**PROVIDED RECORDS**
** BEGIN **
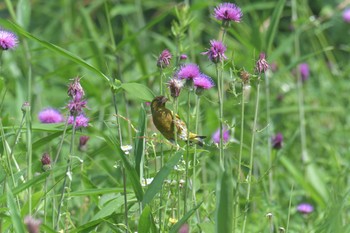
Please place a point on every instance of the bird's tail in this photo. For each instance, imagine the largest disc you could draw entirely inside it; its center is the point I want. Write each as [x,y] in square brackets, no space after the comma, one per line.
[197,139]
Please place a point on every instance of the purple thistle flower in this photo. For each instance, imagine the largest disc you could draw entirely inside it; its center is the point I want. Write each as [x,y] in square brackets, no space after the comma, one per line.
[346,15]
[228,12]
[175,85]
[83,143]
[32,224]
[76,107]
[183,57]
[8,40]
[277,141]
[261,65]
[49,116]
[164,59]
[202,82]
[216,53]
[185,228]
[304,71]
[80,121]
[225,135]
[75,90]
[189,71]
[45,159]
[305,208]
[46,162]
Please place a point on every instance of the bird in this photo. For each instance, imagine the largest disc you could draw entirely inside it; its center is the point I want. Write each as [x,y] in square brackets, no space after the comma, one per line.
[164,121]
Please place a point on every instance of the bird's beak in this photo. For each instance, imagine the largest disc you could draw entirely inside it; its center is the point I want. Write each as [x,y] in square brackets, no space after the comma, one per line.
[164,100]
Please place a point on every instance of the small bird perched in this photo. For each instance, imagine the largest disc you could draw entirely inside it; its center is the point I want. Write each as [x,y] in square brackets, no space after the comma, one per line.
[164,122]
** END **
Copy word for word every line from the one containing "Please place a point on every instance of the small" through the end of the items, including both of those ends.

**ANSWER**
Please place a point on every instance of the small bird perched in this photo. For each instance, imagine the largest disc you could draw entirely inside it; its center is the point I want. Write each as [x,y] in square brackets, no space after the comma, one per line.
[164,122]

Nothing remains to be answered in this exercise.